◆ **Required work**:
a) In the salmon thread, where did cmayna catch the Chinook?
b) Give a two-sentence summary of the salmon thread.

-- Begin Text --

# More Salmon to smoke



## cmayna (Apr 24, 2021)

Here I am today with a Chinook (king) that I caught off the California coast, a couple hours south of San Francisco.   Wife and I got limits (2 each).


----------



## smokerjim (Apr 24, 2021)

nice, bet that will be tasty!


----------



## JLeonard (Apr 24, 2021)

Good looking fish. He make ya work much to get him on the boat?
Jim


----------



## SKade (Apr 24, 2021)

That looks great. My dad use to go salmon fishing once a year before we moved out of New England. Wouldn’t get any king over on the east coast but I remember him holding up fish that were bigger than me. To this day I still can’t breakdown a fish because he made it look so easy. He’d say you just do this than this than this and show me. I would think that’s not so hard. Little did I know.


----------



## pushok2018 (Apr 24, 2021)

That's a nice ketch! Congrats! I am sure it will be great smoked.... I wish I had the same to smoke but am going to my local Safeway supermarket tomorrow morning to get farm raised $5.99 per pound salmon to hot smoke it on Tuesday....


----------



## daspyknows (Apr 24, 2021)

Nice fish.  Gonna make some tasty smoked salmon.


----------



## Winterrider (Apr 24, 2021)

-- End Text --
-- Begin Extracted material --

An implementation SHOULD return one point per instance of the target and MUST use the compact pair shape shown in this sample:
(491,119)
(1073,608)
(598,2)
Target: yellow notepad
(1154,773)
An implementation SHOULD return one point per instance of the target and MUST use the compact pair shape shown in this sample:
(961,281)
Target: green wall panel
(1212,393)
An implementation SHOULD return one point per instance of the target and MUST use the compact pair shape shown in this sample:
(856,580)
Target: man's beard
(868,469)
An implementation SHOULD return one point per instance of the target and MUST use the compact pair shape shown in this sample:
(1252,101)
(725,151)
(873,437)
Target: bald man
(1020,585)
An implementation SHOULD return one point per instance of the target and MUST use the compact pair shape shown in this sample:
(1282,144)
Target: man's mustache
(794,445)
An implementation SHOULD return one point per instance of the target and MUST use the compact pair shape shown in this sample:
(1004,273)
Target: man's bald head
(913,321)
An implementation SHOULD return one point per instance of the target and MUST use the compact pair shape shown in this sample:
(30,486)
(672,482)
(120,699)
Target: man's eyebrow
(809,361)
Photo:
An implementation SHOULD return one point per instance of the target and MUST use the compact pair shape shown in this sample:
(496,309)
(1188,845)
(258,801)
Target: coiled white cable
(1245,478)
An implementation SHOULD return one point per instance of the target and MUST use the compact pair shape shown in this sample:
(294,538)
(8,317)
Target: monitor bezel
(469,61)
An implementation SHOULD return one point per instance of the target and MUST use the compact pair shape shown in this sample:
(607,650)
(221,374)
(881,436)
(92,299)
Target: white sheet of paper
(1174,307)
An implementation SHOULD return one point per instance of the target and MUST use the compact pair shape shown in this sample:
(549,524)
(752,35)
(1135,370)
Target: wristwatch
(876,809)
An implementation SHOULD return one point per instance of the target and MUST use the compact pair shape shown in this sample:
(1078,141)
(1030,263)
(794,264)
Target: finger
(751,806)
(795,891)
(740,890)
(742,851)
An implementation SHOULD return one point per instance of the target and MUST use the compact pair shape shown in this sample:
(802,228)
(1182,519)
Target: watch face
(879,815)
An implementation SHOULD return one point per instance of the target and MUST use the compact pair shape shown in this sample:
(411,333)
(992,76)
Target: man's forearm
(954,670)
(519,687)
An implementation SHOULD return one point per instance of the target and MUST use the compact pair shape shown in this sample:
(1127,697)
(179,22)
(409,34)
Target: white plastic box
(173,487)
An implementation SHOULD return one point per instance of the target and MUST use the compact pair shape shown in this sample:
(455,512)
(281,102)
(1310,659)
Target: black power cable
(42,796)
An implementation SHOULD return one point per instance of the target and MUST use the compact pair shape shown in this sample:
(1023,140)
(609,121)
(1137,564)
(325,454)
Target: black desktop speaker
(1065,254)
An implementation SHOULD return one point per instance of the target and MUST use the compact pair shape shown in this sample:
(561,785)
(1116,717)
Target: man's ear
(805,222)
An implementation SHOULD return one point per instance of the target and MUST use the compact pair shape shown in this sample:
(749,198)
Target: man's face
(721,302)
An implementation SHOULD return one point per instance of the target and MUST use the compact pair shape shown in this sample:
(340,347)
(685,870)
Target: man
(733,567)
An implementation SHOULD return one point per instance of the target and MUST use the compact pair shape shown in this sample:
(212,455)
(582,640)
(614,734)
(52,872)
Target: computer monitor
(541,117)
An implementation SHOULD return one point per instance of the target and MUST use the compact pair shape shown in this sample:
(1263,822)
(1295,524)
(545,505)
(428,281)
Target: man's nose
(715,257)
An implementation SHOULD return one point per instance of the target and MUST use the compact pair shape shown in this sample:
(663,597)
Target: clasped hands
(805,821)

-- End Extracted material --

◆ **Written responses**:
a) Off the California coast, a couple hours south of San Francisco.

b) cmayna shows a Chinook (king) salmon caught off the California coast a couple hours south of San Francisco and says that cmayna and cmayna's wife each got their limit of two. Other members praise the fish and expect it to be tasty smoked; one recalls a father's yearly salmon trips in New England, and another plans to buy farm-raised salmon at Safeway to hot smoke.